Sd/- Surendra Kumar Sinha, J.

  1. 31.      Md. Abdul Wahhab Miah, J: I regret that I could not subscribe to the views expressed in the judgment of my learned brother S.K.Sinha, J.
  2. 32.      Facts leading to this appeal are as follows:

    Respondent    No. 1 as pre-emptor filed Miscellaneous (pre-emption) Case No.7 of 1998 in the Court of Assistant Judge, Araihazar, Narayangonj for pre-emption of the case land impleading the present appellants and respondent Nos.2 and 3 as opposite parties. Of the 5(five) opposite parties, present appellants were the pre-emptee opposite party Nos.l-3 and present respondent No.2 was the seller opposite party No.4. Respondent No.3 was the other co-sharer (the appellants as well as the respondents hereinafter shall be referred to as opposite parties). The case of the pre-emptor was that the land sought to be pre-empted along with other land being in total 26 decimals belonged to Elahi Bux and Abdul Malek Mollah in equal share. There was an amicable partition between them and Abdul Malek Mollah got 13 decimals of land in his saham. In 1971, Abdul Malek died leaving behind widow, a son (the seller opposite party No.4) and two daughters, that is, the pre-emptor and opposite -party No. 3. Abdul Malek Mollah’s wife Aesha died in 1973 and the case land devolved upon his son and daughters. The father of the pre-emptees was the bargadar under the pre-emptor’s father and later on under the pre-emptor and the other co-sharers. After the death of the parents of the pre-emptor, she on several dates requested the seller opposite party No.4 to partition the land described in the schedule to the application along with other land left by them, but he killed time on this, or that plea. After the marriage of the pre-emptor in May, 1977, she had to stay with her husband at different places of his posting and whenever she used to come to her husband’s house, she requested the seller-opposite party to partition the case land along with the other land but every time he avoided the proposal tactfully. The co-sharer opposite party No. 5 lives inDhaka permanently with her husband. Recently when the pre-emptor put pressure upon the seller opposite party No. 4 to partition the case

(M A Wahhab Miha, J.)

**Exercise set**
**1.** Copy word for word from the pre-emption judgment everything from "1. 31.      Md." down to "brother S.K.Sinha, J.".
**2.** Continue the pre-emption judgment from the point where it stops.

**Excerpted records**
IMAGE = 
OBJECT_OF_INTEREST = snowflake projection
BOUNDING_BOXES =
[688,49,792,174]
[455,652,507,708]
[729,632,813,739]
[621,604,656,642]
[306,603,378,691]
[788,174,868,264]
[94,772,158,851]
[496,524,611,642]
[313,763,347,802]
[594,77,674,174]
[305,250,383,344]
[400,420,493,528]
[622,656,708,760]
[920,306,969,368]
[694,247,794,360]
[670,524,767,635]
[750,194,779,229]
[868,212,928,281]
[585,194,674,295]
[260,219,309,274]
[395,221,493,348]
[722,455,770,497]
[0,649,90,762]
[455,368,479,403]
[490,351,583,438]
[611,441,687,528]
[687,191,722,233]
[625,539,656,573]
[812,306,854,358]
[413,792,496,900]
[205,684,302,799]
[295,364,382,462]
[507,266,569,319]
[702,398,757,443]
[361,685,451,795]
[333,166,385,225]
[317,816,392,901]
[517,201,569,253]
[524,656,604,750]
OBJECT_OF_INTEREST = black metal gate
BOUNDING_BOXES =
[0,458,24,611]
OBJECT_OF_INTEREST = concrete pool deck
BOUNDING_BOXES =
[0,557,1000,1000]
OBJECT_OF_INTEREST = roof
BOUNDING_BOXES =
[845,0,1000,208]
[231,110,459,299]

**Answer set**
**1.**
1. 31.      Md. Abdul Wahhab Miah, J: I regret that I could not subscribe to the views expressed in the judgment of my learned brother S.K.Sinha, J.

**2.**
land along with other land which she inherited from her parents, he was compelled to arrange a gharua baithak at his village home on 20.03.1998. In the said baithak the pre-emptor, her husband, the other co-sharer opposite party No.5 and her husband, the seller opposite party No.4, Md. Moniruddin Munshi (Najuk) Khandker Rezaul Haque, Khandker Badrul Islam, A.N.M. Nazmul Ehsan, Iftekharuddin Mollah and Nazrul Ahsan Mollah were present. In the said baithak when the pre-emptor raised the question of partition of the case land, the seller opposite party No. 4 in presence of the said persons disclosed that he had sold the same to Sultanduddin Bhuiyan, father of the pre-emptee opposite party Nos.1-3. On 20.03.1998 the pre-emptor for the first time came to know about the sale of the case land by the seller opposite party. Gharua baithak on the said date ended without any final decision of the partition of the land left behind by Abdul Malek Mollah. Subsequently, the pre-emptor after making search in the office of Sub-registrar at Araihazar and Sadar Sub-registry office, Narayanganj came to know about the sale deed in respect of the case land and obtained the certified copy thereof on April 6, 1998 and then came to know definitely about the transfer of the case land by the seller opposite party No. 4 to the pre-emptee opposite party Nos.1-3 and not to their father by the sale deed dated 06.06.1996 at a price of taka 15,000.00. The deed was registered in the office of Sub-registrar, Araihazar being deed No.2946; the registration of the deed was complete as per the provision of the Registration Act, the same having been recorded in book No.l, volume No.36. Before transfer, the seller opposite party No. 4 did not give any notice either to the pre-emptor or to opposite party No. 5 either in writing or verbally. Had the pre-emptor any knowledge about the transfer of the case land, she would definitely purchase the same. The seller opposite party was owner of the half of 13 decimals of land and the rest half was owned by the pre-emptor and opposite party No.5, but he transferred the entire case land secretly just to deprive the pre-emptor of her right of pre-emption. The pre-emptor is a co-sharer by inheritance in the case land, on the other hand, the pre-emptees are strangers therein and as such, the pre-emptor is entitled to pre-empt the case land and filed the application for pre-emption within 4(four) months from the date of knowledge of the transfer in question.

  1. 33.     

    (M A Wahhab Miha, J.)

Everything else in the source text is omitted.